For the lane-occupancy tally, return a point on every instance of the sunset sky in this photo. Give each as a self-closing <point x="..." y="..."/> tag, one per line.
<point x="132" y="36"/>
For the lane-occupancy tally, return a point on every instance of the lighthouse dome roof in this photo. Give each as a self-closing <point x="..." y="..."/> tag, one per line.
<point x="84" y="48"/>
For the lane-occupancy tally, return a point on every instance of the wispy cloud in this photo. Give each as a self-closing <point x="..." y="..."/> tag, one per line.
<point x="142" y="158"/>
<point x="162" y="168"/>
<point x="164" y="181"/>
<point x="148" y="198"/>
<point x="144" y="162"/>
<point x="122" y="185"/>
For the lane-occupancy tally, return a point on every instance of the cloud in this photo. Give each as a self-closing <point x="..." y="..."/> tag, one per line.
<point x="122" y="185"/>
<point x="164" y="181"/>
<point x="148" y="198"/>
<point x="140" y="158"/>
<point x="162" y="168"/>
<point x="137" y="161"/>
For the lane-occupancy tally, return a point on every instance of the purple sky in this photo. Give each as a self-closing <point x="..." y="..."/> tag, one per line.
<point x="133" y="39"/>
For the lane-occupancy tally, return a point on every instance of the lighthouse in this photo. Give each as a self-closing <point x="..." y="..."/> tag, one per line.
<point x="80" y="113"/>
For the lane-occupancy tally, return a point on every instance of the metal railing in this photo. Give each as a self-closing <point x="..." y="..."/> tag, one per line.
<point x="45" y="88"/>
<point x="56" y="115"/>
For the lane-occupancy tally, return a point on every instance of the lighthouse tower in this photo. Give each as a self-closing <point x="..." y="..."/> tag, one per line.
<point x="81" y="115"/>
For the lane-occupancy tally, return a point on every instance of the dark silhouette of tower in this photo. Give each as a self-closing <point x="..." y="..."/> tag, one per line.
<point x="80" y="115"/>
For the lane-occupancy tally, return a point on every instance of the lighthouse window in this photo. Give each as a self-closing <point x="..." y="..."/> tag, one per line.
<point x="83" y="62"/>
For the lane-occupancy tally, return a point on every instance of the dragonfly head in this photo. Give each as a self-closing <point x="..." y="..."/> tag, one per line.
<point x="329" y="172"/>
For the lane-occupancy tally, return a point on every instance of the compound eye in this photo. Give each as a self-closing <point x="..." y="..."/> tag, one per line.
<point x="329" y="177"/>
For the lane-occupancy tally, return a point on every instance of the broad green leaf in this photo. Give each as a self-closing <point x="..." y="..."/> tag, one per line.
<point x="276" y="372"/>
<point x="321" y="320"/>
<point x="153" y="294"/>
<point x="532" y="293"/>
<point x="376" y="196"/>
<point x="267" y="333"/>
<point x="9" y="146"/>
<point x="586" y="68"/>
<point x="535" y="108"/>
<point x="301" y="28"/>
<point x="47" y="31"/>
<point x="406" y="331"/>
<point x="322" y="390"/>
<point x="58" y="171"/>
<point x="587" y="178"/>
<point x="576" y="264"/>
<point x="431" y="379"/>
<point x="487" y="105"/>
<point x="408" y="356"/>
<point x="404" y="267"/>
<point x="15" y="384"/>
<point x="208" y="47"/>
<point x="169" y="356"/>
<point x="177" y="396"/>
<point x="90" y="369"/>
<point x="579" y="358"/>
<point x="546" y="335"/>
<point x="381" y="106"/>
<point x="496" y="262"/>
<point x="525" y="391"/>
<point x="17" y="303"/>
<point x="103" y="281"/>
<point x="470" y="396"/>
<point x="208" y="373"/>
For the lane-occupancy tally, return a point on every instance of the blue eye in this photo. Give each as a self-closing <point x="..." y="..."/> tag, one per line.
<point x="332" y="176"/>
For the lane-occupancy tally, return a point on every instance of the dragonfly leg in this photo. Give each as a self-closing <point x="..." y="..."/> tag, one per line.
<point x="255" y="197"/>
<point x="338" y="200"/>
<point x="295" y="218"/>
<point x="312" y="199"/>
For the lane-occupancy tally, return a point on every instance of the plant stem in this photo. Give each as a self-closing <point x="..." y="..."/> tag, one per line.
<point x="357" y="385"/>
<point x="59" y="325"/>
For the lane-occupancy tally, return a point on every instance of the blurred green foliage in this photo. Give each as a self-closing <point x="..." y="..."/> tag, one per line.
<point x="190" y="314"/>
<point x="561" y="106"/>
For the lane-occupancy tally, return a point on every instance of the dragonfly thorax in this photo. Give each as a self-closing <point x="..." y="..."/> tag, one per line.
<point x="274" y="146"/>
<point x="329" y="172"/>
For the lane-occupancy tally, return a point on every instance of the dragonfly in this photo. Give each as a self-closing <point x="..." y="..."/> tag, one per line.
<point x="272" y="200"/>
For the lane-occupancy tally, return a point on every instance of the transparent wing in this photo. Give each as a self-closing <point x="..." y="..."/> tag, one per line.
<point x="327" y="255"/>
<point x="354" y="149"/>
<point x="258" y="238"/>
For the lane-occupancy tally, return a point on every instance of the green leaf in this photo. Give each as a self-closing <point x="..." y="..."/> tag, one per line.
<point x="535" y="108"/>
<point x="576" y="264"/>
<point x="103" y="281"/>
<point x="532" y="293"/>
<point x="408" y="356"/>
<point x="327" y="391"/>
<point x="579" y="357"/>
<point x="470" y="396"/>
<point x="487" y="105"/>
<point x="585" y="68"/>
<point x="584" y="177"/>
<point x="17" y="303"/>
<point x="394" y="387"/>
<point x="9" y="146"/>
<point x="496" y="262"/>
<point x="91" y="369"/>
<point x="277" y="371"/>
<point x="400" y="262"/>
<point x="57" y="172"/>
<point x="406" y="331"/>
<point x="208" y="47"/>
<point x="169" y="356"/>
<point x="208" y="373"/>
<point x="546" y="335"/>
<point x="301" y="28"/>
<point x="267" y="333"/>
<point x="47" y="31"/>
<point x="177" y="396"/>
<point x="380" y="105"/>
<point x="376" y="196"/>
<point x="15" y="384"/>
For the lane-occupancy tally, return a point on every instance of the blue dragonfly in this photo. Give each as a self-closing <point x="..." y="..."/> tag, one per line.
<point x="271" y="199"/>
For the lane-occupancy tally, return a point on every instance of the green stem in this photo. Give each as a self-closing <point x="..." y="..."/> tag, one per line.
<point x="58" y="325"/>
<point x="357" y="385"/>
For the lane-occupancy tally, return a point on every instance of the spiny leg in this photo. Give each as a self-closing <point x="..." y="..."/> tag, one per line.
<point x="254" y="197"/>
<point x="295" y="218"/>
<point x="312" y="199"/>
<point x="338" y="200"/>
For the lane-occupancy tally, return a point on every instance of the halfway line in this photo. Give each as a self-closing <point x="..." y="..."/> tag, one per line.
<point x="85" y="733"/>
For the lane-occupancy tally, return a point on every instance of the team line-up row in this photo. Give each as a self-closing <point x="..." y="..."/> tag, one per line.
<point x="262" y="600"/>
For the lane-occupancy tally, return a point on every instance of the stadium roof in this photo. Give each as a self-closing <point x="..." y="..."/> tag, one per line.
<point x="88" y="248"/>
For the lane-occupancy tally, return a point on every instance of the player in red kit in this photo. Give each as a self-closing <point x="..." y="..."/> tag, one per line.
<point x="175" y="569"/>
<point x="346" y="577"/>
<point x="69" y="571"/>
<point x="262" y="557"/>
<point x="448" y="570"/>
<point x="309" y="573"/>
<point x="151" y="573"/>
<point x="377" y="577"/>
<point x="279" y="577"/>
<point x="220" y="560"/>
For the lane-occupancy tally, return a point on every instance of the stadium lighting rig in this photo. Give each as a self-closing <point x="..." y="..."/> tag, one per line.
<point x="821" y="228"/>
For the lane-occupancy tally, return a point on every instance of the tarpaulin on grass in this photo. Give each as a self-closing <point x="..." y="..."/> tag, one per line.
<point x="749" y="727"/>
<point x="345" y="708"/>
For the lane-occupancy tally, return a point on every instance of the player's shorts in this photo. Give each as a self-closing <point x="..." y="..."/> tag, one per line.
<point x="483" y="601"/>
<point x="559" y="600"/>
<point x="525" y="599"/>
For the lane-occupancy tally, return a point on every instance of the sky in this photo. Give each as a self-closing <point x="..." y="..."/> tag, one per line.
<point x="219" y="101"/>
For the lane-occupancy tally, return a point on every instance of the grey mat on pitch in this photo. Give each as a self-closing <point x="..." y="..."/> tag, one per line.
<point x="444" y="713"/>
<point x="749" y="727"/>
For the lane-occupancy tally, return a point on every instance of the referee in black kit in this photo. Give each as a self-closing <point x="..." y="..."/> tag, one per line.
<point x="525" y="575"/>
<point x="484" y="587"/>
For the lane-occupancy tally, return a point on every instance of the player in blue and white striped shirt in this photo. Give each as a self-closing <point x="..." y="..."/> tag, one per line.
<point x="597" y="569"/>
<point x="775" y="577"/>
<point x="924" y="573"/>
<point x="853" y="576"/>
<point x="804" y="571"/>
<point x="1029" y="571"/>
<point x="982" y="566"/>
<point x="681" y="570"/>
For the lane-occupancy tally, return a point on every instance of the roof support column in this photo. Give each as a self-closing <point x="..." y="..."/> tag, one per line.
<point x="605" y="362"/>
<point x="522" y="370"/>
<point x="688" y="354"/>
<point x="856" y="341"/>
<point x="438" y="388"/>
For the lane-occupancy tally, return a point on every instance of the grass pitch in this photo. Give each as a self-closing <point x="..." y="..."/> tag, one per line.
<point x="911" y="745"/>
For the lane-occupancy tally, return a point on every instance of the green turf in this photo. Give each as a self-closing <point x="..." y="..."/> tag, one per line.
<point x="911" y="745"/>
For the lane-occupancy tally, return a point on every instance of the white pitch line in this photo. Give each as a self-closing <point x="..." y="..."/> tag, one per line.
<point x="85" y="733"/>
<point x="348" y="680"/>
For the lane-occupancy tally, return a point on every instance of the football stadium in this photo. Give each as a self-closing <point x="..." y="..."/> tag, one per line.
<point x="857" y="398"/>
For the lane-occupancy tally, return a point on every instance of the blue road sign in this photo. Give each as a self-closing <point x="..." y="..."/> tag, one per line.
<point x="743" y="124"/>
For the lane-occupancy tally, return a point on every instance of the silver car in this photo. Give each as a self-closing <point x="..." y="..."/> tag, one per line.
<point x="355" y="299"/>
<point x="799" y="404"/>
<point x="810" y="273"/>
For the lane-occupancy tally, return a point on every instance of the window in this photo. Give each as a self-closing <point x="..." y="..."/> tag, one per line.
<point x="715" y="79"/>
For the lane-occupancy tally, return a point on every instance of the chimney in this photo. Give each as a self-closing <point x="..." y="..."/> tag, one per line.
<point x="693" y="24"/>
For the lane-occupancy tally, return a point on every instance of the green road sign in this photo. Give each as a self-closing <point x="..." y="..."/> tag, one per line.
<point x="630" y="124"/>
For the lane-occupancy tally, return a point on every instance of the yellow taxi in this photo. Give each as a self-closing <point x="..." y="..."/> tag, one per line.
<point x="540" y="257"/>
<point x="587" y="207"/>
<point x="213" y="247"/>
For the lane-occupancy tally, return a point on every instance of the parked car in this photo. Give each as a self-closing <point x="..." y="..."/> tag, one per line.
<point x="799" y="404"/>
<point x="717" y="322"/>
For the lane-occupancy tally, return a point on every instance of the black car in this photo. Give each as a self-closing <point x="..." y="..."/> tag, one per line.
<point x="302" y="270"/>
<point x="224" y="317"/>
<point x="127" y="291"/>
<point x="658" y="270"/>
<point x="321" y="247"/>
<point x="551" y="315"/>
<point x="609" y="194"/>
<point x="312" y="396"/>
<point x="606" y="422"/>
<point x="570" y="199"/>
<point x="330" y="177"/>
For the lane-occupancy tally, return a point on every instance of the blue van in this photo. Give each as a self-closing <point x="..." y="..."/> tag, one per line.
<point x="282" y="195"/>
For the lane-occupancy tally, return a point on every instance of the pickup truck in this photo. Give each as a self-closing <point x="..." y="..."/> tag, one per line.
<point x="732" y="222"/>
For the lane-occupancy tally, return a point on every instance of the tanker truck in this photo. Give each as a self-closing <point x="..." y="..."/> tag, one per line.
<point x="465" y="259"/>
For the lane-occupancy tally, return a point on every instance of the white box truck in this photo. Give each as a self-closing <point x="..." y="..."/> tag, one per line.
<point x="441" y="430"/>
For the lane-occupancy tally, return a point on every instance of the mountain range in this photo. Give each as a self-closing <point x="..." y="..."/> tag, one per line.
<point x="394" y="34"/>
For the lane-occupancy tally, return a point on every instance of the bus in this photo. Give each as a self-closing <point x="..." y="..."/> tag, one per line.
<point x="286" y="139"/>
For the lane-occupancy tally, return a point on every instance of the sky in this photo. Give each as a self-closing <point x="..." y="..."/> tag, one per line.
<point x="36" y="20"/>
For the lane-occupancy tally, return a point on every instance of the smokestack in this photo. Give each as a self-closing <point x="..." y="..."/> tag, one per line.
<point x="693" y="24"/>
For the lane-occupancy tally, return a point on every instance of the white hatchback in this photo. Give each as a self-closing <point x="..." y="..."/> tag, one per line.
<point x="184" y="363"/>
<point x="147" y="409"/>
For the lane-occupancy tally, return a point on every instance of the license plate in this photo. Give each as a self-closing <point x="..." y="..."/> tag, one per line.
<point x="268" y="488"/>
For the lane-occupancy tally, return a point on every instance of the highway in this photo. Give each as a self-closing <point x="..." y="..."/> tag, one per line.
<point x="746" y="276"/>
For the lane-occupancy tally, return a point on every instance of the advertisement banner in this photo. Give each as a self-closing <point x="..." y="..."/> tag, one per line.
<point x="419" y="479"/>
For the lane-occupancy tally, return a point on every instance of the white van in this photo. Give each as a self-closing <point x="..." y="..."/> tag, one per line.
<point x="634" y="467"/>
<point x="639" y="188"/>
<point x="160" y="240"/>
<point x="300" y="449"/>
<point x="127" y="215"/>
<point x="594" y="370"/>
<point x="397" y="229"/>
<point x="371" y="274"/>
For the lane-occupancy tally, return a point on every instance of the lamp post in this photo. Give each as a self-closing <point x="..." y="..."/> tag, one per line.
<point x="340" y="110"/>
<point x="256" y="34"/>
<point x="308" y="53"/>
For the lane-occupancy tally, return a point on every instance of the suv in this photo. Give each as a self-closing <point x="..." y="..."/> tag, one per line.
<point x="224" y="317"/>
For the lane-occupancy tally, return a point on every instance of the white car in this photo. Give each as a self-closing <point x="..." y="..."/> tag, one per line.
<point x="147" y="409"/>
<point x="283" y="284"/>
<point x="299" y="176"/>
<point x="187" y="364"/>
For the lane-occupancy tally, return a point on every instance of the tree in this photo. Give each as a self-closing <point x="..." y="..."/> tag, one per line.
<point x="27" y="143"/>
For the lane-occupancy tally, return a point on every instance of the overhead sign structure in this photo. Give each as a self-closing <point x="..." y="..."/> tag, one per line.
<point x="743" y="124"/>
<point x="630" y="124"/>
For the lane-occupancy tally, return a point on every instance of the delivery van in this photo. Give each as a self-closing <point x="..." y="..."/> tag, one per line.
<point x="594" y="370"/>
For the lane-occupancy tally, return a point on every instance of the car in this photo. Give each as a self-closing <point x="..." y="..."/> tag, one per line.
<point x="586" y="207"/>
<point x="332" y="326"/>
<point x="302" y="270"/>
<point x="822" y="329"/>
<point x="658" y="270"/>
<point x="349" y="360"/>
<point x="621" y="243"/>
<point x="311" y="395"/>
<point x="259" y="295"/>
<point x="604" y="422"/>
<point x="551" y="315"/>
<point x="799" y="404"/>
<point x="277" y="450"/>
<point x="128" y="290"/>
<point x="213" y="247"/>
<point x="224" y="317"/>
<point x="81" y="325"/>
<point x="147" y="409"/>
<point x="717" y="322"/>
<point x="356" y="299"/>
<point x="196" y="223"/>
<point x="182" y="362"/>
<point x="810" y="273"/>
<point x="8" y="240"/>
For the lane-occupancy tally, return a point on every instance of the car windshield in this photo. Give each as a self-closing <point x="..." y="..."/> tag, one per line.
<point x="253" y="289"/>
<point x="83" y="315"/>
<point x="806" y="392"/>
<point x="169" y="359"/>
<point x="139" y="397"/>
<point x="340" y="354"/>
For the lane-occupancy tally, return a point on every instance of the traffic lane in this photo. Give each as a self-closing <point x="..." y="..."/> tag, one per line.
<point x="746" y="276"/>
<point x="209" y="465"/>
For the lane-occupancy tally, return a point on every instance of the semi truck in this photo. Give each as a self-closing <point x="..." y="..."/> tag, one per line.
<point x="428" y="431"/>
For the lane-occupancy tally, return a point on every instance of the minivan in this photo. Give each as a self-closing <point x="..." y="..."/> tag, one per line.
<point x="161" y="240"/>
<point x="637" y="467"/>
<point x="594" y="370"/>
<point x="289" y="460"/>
---------------
What is expected. Copy out exactly the lines from the line with "the car windshield" to the end of the listing, including both of those lines, and give nothing else.

Solution to the problem.
For the lane-occupancy tally, return a point on every instance of the car windshield in this photo. Give each as a self-closing <point x="..." y="..."/> tag, one per line.
<point x="253" y="289"/>
<point x="83" y="315"/>
<point x="806" y="392"/>
<point x="169" y="359"/>
<point x="139" y="397"/>
<point x="340" y="354"/>
For the lane-occupancy tally, return a point on every instance of the traffic lane in this photo. Give each as a self-closing <point x="..." y="..."/> tag, one per line.
<point x="746" y="276"/>
<point x="209" y="465"/>
For the lane-occupancy tally, return a point on every instance of the semi truck in this photo. Give each as a self-closing <point x="..." y="..."/> tag, one per line.
<point x="428" y="431"/>
For the lane-occupancy tally, return a point on every instance of the minivan in this photo. Give each as a self-closing <point x="..." y="..."/> tag, one per line.
<point x="161" y="240"/>
<point x="637" y="467"/>
<point x="594" y="370"/>
<point x="289" y="460"/>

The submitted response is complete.